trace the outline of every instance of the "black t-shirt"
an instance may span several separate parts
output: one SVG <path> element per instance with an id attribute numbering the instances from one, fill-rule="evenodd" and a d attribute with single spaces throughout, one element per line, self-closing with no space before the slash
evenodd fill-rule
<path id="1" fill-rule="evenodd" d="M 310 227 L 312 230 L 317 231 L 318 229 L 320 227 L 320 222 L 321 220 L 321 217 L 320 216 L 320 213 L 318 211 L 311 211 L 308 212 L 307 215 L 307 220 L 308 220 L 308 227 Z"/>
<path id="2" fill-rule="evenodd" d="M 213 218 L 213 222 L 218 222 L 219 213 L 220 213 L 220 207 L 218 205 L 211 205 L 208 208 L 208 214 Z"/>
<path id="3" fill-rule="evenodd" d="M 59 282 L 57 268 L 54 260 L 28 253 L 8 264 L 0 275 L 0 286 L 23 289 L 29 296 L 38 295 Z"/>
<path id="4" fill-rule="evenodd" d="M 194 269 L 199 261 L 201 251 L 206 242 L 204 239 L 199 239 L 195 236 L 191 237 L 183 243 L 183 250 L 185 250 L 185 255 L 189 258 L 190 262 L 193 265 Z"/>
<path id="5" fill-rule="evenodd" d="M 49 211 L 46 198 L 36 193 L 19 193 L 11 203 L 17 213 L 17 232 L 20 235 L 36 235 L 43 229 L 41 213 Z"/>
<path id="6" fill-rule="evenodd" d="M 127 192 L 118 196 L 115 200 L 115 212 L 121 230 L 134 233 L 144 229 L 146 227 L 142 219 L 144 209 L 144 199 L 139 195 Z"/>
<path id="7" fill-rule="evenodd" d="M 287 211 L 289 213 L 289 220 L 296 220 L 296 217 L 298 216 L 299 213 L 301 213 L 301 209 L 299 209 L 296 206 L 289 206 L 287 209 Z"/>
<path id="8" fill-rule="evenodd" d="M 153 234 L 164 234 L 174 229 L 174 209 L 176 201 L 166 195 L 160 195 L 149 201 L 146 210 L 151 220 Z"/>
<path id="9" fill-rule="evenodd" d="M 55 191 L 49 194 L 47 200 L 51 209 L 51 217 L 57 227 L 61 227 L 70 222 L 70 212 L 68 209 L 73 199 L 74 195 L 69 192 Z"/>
****
REQUIREMENT:
Rename "black t-shirt" to "dark tee" throughout the records above, and reproduce every line otherwise unchanged.

ANSWER FOR THE TASK:
trace the outline of every instance of the "dark tee"
an instance may span several separate parts
output: one SVG <path> element per instance with an id attribute numbering the instances from one, fill-rule="evenodd" and a d attribute with single spaces throughout, one element per line, self-closing with no space before the slash
evenodd fill-rule
<path id="1" fill-rule="evenodd" d="M 310 227 L 312 230 L 317 231 L 318 229 L 320 227 L 320 222 L 321 220 L 321 217 L 320 216 L 320 213 L 318 211 L 311 211 L 308 212 L 307 215 L 307 220 L 308 220 L 308 227 Z"/>
<path id="2" fill-rule="evenodd" d="M 213 218 L 213 222 L 218 222 L 219 213 L 220 213 L 220 207 L 218 205 L 211 205 L 208 208 L 208 214 Z"/>
<path id="3" fill-rule="evenodd" d="M 59 282 L 57 268 L 54 260 L 28 253 L 8 264 L 0 275 L 0 286 L 23 289 L 29 296 L 38 295 Z"/>
<path id="4" fill-rule="evenodd" d="M 194 269 L 199 261 L 201 251 L 206 242 L 204 239 L 199 239 L 195 236 L 191 237 L 183 243 L 183 250 L 185 250 L 185 255 L 189 258 L 190 262 L 193 265 Z"/>
<path id="5" fill-rule="evenodd" d="M 49 211 L 46 198 L 36 193 L 19 193 L 11 203 L 17 213 L 17 232 L 20 235 L 36 235 L 43 229 L 41 213 Z"/>
<path id="6" fill-rule="evenodd" d="M 127 192 L 118 196 L 115 200 L 115 212 L 121 230 L 134 233 L 144 229 L 146 227 L 142 219 L 144 209 L 144 199 L 139 195 Z"/>
<path id="7" fill-rule="evenodd" d="M 287 211 L 289 213 L 289 220 L 296 220 L 296 217 L 298 216 L 299 213 L 301 213 L 301 209 L 299 209 L 296 206 L 289 206 L 287 209 Z"/>
<path id="8" fill-rule="evenodd" d="M 153 234 L 164 234 L 174 229 L 174 209 L 176 201 L 166 195 L 160 195 L 149 201 L 146 210 L 151 220 Z"/>
<path id="9" fill-rule="evenodd" d="M 55 191 L 49 194 L 47 200 L 51 209 L 51 217 L 57 227 L 61 227 L 70 222 L 70 212 L 68 209 L 73 199 L 74 195 L 69 192 Z"/>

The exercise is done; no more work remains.